GOAL — Please pull out every line of the rows below that contains the string "shorts", copying each line in full. Matching is case-sensitive.

━━━━━━

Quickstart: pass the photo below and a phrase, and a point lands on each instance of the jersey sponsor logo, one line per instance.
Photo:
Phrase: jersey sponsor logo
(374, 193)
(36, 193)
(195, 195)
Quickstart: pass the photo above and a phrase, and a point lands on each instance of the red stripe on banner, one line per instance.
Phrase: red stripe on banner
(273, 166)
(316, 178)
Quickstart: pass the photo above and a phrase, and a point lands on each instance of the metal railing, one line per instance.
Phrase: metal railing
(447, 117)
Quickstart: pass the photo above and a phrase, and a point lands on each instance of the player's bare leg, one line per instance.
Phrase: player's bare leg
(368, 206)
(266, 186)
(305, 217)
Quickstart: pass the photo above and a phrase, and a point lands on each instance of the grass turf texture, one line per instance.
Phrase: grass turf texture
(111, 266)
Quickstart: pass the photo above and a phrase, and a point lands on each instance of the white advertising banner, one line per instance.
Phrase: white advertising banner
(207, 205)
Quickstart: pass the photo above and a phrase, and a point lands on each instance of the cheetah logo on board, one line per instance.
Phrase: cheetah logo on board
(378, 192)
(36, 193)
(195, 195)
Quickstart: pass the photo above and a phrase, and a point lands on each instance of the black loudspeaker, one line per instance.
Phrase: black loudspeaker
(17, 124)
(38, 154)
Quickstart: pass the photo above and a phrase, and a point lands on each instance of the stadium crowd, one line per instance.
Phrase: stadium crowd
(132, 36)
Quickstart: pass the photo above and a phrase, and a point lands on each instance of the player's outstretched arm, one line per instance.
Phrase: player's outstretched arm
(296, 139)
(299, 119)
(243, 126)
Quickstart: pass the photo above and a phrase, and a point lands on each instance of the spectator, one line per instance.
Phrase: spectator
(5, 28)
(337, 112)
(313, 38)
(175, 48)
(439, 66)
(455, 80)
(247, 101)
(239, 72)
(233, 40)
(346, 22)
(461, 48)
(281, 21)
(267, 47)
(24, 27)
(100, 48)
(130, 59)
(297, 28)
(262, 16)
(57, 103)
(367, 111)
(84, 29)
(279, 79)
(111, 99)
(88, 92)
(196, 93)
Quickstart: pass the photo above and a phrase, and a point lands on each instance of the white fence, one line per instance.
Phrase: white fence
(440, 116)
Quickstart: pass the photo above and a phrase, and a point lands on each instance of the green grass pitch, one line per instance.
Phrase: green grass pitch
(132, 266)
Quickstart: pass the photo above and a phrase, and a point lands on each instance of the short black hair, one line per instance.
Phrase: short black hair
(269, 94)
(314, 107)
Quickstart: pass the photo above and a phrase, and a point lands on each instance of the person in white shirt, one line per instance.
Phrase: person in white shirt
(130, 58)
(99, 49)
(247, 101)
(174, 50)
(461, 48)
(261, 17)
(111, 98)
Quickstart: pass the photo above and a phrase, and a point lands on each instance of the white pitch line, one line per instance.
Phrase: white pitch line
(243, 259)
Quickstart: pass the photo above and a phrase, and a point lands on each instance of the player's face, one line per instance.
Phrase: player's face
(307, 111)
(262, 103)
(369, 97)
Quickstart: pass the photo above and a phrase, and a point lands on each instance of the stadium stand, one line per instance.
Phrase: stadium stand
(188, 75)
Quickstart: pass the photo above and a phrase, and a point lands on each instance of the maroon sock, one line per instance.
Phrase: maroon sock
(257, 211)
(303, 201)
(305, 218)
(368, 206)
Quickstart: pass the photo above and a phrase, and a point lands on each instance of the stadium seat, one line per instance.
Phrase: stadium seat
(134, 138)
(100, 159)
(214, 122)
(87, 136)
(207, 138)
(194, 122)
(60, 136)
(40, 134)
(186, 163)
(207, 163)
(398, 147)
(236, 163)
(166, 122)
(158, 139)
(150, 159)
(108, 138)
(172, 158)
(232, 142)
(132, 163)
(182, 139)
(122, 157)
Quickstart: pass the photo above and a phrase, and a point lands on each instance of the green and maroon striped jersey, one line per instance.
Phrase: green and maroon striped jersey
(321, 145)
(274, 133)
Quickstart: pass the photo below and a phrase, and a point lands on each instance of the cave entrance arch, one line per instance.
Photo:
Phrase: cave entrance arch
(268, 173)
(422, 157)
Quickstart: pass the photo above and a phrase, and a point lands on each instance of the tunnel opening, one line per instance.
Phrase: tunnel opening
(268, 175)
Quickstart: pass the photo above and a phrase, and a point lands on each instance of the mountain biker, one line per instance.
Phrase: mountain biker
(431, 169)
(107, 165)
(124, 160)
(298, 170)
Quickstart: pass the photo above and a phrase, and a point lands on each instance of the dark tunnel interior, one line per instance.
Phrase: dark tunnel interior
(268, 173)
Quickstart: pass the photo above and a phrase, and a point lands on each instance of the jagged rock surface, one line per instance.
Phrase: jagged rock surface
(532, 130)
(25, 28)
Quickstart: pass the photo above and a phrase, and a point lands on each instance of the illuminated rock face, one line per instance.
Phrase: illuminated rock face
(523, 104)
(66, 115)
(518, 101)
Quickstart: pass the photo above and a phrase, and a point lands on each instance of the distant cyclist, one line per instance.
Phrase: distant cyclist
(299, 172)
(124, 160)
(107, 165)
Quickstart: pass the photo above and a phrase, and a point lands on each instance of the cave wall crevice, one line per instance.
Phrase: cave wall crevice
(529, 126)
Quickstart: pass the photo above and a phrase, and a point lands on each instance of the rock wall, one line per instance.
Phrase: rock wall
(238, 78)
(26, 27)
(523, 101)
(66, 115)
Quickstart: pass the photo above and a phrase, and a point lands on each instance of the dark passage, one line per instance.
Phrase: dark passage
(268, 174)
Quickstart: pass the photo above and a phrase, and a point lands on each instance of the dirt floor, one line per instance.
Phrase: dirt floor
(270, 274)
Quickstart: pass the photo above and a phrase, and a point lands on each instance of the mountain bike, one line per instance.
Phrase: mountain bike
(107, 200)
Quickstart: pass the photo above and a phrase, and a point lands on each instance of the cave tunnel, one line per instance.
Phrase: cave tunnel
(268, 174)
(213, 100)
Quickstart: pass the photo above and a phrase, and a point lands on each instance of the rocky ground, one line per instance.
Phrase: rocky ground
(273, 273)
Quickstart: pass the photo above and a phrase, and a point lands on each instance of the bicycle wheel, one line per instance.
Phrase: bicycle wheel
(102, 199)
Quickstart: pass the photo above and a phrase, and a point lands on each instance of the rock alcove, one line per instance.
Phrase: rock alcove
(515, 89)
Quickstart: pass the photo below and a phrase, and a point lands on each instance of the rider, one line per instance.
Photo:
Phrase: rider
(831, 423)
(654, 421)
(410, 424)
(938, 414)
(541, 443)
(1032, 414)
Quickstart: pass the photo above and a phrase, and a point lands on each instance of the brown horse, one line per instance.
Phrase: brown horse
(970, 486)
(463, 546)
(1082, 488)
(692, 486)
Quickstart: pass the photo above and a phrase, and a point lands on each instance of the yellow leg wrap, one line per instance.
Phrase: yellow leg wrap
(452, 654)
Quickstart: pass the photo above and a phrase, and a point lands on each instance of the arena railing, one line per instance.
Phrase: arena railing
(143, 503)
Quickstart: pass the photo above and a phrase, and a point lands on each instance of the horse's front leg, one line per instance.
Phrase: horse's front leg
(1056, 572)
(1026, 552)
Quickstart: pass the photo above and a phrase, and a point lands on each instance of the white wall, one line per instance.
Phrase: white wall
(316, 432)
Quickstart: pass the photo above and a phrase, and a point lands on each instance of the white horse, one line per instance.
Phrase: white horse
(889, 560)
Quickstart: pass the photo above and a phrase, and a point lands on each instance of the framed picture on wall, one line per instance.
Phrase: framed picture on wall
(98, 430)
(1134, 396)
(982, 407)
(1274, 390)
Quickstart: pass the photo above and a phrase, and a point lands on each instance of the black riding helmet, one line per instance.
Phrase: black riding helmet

━━━━━━

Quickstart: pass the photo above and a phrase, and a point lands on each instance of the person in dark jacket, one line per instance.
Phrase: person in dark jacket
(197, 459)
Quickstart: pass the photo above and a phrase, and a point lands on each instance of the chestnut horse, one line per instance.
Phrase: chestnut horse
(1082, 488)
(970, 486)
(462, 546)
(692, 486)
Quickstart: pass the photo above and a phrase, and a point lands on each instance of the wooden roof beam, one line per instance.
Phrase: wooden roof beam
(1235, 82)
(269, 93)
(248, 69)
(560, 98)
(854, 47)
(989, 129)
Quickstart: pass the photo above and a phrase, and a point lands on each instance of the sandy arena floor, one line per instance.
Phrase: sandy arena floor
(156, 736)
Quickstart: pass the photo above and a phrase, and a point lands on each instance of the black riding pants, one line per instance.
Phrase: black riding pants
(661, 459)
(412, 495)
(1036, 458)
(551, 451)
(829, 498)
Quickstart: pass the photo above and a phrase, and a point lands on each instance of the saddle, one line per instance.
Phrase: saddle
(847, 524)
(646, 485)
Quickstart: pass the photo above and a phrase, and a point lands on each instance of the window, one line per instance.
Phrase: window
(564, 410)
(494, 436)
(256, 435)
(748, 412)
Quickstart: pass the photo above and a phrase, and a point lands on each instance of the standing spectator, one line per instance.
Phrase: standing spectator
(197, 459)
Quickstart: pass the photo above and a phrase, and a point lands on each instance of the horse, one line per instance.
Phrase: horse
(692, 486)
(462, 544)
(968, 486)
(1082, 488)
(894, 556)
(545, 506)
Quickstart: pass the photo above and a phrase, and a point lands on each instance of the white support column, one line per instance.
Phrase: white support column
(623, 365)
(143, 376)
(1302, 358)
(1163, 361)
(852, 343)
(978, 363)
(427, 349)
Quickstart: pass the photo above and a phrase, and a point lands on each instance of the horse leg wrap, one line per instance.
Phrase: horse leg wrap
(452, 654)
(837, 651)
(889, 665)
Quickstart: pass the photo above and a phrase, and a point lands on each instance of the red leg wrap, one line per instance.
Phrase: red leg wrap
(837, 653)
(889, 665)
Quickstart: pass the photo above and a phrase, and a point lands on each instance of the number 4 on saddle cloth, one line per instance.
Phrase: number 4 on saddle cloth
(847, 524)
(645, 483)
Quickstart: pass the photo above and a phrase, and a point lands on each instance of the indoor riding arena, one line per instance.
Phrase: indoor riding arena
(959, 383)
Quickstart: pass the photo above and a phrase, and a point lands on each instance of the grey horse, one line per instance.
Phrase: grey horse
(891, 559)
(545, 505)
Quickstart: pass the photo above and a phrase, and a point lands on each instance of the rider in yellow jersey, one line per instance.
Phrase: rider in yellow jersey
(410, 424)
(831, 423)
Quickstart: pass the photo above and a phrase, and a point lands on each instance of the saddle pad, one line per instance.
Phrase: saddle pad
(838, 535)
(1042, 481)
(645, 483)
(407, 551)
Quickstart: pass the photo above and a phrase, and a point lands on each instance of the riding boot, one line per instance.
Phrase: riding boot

━━━━━━

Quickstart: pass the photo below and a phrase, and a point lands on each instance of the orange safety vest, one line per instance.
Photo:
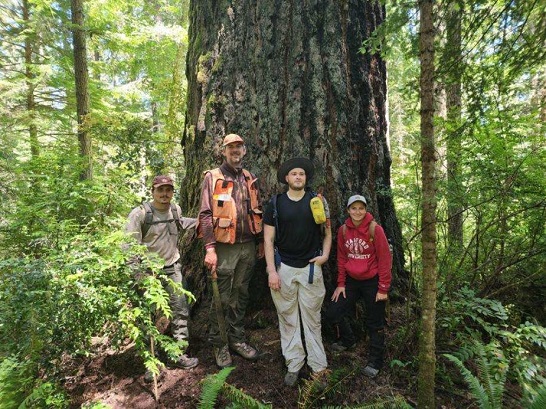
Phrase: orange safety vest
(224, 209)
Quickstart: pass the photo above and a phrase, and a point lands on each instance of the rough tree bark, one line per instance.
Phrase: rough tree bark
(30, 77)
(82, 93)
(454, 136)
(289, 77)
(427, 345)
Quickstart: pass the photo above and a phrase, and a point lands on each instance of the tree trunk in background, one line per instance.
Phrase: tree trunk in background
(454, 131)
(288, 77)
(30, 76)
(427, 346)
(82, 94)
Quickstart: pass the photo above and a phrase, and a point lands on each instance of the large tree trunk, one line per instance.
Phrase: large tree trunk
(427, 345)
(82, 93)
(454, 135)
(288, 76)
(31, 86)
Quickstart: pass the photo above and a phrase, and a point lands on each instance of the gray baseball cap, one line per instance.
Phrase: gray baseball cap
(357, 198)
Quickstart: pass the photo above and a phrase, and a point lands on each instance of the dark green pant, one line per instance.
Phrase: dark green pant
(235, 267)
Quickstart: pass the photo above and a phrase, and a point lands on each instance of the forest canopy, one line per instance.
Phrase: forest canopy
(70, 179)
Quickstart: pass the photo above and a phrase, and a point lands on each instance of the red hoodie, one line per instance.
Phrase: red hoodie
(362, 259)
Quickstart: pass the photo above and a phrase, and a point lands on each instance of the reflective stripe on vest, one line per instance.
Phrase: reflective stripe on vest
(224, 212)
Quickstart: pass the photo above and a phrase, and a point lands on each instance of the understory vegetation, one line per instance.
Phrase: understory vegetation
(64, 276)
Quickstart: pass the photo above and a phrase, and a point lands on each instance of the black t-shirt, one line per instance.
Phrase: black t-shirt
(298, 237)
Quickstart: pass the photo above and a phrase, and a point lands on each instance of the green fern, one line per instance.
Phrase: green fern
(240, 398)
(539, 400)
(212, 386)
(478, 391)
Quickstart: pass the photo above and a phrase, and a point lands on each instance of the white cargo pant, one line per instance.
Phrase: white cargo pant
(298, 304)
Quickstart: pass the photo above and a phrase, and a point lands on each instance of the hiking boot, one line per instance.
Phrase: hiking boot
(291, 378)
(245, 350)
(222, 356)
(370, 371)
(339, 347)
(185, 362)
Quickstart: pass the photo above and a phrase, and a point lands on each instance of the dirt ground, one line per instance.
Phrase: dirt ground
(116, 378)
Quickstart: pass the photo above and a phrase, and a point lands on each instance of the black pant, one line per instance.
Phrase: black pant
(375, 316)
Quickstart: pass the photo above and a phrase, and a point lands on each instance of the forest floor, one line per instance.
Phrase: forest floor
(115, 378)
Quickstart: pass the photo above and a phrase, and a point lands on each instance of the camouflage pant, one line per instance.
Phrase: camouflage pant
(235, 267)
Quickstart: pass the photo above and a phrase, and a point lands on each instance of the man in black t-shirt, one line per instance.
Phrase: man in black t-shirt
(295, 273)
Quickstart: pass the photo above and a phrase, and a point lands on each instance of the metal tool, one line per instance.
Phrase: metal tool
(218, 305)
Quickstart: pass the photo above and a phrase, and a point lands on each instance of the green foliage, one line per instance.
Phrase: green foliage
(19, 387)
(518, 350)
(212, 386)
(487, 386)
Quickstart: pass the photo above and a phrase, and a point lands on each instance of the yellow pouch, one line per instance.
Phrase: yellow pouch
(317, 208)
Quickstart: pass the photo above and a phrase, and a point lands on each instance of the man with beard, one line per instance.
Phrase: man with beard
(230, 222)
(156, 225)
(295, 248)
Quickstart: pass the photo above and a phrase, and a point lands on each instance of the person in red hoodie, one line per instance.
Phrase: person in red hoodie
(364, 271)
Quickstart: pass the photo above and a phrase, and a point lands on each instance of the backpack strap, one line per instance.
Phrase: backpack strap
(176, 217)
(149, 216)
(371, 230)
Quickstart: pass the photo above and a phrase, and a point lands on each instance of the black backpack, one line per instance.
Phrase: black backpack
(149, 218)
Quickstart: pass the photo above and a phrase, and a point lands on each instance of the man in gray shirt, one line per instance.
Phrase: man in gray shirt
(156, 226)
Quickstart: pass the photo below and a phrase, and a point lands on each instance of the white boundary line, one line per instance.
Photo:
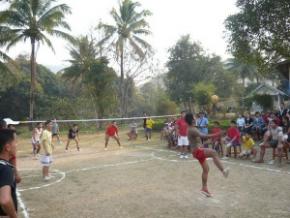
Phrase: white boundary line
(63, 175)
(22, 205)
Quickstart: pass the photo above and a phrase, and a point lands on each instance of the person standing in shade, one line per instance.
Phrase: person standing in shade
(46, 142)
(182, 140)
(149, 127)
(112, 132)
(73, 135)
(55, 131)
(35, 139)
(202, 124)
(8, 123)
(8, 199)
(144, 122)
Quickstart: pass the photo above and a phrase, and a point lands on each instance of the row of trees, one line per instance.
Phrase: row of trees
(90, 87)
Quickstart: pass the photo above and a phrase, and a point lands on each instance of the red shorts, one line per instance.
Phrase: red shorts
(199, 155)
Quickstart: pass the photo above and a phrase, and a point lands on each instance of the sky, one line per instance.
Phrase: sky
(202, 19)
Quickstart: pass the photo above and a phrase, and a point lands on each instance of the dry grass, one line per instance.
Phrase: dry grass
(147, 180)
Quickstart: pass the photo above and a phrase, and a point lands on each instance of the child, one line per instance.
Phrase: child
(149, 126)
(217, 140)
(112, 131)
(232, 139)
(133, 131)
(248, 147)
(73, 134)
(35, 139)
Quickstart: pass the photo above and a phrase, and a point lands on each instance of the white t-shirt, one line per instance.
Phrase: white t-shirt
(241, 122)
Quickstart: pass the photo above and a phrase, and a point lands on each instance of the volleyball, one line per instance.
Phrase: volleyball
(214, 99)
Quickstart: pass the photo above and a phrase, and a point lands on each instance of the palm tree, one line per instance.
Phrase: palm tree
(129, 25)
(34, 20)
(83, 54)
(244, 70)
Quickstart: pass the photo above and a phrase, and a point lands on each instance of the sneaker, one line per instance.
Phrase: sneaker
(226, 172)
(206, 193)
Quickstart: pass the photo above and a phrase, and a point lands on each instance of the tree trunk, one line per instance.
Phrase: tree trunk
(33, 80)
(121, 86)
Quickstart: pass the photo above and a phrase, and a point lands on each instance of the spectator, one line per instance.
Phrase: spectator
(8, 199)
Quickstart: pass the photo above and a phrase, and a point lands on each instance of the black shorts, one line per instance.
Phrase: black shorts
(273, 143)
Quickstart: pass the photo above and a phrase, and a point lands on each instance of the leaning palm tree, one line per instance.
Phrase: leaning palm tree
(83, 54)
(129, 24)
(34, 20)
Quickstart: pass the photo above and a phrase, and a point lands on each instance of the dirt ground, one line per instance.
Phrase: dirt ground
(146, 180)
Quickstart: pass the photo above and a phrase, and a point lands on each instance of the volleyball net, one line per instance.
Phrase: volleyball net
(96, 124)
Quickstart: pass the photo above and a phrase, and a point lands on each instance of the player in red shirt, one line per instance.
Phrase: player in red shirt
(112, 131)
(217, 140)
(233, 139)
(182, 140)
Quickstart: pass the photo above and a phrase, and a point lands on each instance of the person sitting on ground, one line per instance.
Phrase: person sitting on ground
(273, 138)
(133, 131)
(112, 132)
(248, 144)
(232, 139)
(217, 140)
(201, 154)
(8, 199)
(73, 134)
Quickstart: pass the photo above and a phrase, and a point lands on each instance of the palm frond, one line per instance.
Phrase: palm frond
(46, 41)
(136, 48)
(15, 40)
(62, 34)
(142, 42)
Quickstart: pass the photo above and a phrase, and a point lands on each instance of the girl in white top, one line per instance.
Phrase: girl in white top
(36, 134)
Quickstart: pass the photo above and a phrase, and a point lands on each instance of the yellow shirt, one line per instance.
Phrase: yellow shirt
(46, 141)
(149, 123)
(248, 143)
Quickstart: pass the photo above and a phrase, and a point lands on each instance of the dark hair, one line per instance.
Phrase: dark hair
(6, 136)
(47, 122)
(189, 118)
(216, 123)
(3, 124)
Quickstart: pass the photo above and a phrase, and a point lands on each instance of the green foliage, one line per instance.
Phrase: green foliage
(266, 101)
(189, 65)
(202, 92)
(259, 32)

━━━━━━

EXERCISE ANSWER —
Quickstart: pass the photo above and a phrase, and a point lands on each instance of the red shorts, one line per instance.
Phrase: red shorts
Quickstart: pass the photo above and a phrase, and a point lands on each instance of the black shorts, one line per instance.
Phrase: black shorts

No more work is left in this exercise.